• Given passage
┄┄┄┄┄┄┄┄┄┄

# pit boss pellet grill 1000



## smokerjim (Aug 2, 2019)

my wife is thinking about buying one of these for me, just wondering what everyone's thought's are on these, pro's con's are they worth it, I have a mes 30 now. thanks


----------



## mike243 (Aug 2, 2019)

if its the 1100 from lowes they are a good buy imo.


----------



## smokerjim (Aug 2, 2019)

it's online where she's looking,  it's a pb1000t2, i'm not familiar at all with these. the price is 449.00 I think it's through tractor supply


----------



## uncle rick (Aug 2, 2019)

you might want to check out the Camp Chef slide and grill #pg24zg available only at Dickssporting goods, it is in the same price range, on sale now for $499, it has alot of good features. I ordered it online monday night, picked it up at my local store on tuesday. it seems well made and thing go together well.I have it going right now with some salmon and a couple slices of pork belly in it. I have it on the low heat + smoke setting and it has been holding around 180 degrees  for the last couple hours without having to dick around with increasing temp on my old mes 30 just to get the chips to smoke. I think I am going to love this thing. the deciding factor to get this was a 20 percent off coupon , plus a 10 percent cash back from rackuten , so it was really $349 instead of the list price of $699. just thought it might be worth a look for you...oh yeah has 3 year warranty and you can add a propane powered sear box to the side of it that gives you 900 degrees for a quick sear after your smoke for about $200. guess I better go check on it , I am getting hungry


----------



## jac63 (Aug 2, 2019)

I don't have that exact model but they are all pretty similar. Overall they are a solid grill/smoker with a 5 year warranty should you need it. 
Somewhat of a learning curve on temp control but once figured out they are easy enough to control. It won't have many bells and whistles but it doesn't cost $1000+ like some of the fancy pellet grills do. You can make some great tasting food on it and that is all that really matters.


----------



## mike243 (Aug 3, 2019)

I like my Pitboss and it was $500 at Walmart,stopped in our local tractor supply yesterday and burned a 30 minute lunch break, $20 for a bag of pitboss pellets that Walmart sells for about $15 I believe , she may get a bigger unit or 1 with temp probes cheaper so it don't hurt to look a little farther. i'm sure which ever 1 or brand you get will work fine,


----------



## dubob (Aug 3, 2019)

┄┄┄┄┄┄┄┄┄┄

• Position identification data
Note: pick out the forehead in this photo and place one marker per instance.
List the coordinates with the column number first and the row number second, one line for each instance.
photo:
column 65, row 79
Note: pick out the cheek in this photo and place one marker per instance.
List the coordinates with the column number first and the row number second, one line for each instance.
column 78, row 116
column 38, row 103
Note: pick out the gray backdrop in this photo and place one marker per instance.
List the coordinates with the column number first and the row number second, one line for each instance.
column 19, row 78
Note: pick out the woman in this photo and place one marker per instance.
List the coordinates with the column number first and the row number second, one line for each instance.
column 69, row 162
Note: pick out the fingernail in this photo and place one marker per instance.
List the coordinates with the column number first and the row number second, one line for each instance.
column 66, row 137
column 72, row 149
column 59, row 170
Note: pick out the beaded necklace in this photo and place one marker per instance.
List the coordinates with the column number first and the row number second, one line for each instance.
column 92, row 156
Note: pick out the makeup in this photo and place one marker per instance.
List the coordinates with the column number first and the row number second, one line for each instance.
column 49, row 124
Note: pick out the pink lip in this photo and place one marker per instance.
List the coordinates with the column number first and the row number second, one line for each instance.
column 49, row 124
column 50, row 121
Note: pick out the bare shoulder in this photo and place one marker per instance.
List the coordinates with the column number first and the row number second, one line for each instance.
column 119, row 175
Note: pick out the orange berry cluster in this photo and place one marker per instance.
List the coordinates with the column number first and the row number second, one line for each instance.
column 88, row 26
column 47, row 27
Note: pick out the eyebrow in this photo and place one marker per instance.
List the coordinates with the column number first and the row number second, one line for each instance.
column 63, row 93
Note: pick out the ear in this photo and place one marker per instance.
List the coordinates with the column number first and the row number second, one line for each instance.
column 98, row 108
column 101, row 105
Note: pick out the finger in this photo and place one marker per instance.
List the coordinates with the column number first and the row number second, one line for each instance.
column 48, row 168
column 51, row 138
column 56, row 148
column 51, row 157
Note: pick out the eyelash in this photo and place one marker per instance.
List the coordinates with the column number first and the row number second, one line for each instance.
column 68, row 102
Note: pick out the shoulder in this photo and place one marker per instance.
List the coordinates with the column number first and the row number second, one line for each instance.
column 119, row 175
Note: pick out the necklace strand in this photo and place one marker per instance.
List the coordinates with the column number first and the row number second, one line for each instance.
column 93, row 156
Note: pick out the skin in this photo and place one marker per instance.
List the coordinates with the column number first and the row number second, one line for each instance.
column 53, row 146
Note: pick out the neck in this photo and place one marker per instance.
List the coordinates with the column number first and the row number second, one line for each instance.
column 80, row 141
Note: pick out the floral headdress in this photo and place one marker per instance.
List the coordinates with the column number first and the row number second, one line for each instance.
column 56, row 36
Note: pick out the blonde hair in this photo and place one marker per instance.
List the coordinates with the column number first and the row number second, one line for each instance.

┄┄┄┄┄┄┄┄┄┄

• Task instructions
Pick up the forum thread about the Pit Boss pellet grill 1000 after its last line and continue it. This data is not needed for anything here.

• Reply to the task
mike243 said:


> I like my Pitboss and it was $500 at Walmart,stopped in our local tractor supply yesterday and burned a 30 minute lunch break, $20 for a bag of pitboss pellets that Walmart sells for about $15 I believe , she may get a bigger unit or 1 with temp probes cheaper so it don't hurt to look a little farther. i'm sure which ever 1 or brand you get will work fine,


The Walmart $15 cost is for 40 lbs; the 20 lb bag is $8.88.  Was the TS bag 20 lbs or 40 lbs?  The PB pellets are okay, but they use filler wood (which has no smoke flavor to speak of).  I prefer LumberJack pellets (NO filler wood) that I get locally for $10 for 20 lb bags.  And smokerjim, your wife's a keeper.


----------



## RCAlan (Aug 3, 2019)

dubob said:


> The Walmart $15 cost is for 40 lbs; the 20 lb bag is $8.88.  Was the TS bag 20 lbs or 40 lbs?  The PB pellets are okay, but they use filler wood (which has no smoke flavor to speak of).  I prefer LumberJack pellets (NO filler wood) that I get locally for $10 for 20 lb bags.  And smokerjim, your wife's a keeper.



From my experience trying many different brands of bbq pellets, Lumberjack pellets are very good, but I’ve also found for the most bang for your buck, hands down Pit Boss Hickory Pellets are hard to beat for great flavor and value...  For all the readers of this posting, check out this video about Pit Boss Pellets and how they are made.  
To the Original Poster, the PB1000t2, is on sale for $449.00 for a few more days and it is a great deal for that price.  If You have the time, shoot by your local Walmart and give the PB Austin XL a good look and your local Lowe’s Hardware Store and checkout the PB ProSeries 800 and PB ProSeries 1100 Pellet Grills too.  All come with a 5 year warranty, great sturdy construction, and most are within the $450.00-$500.00 dollar price range.  Good luck in your decision. 

PB Austin XL in SoCal and Always...  Semper Fi


----------



## smokerjim (Aug 3, 2019)

thanks everyone, great info, i'll check around a bit before we make a decision, yeah dubob she treats me well I told her I really don't need it my mes 30 is fine but she thinks I would enjoy this more since I can grill, bake, smoke etc. with one unit. i'll let everyone know what I end up with.


----------



## hoity toit (Aug 3, 2019)

Lucky you. Let us all know how it works out.

HT


----------



## smokerjim (Aug 3, 2019)

another question about the pitboss, will I get the same amount of smoke on my meats using the pellet smoker verses the mes 30 with amnps


----------



## DoubleBull (Aug 3, 2019)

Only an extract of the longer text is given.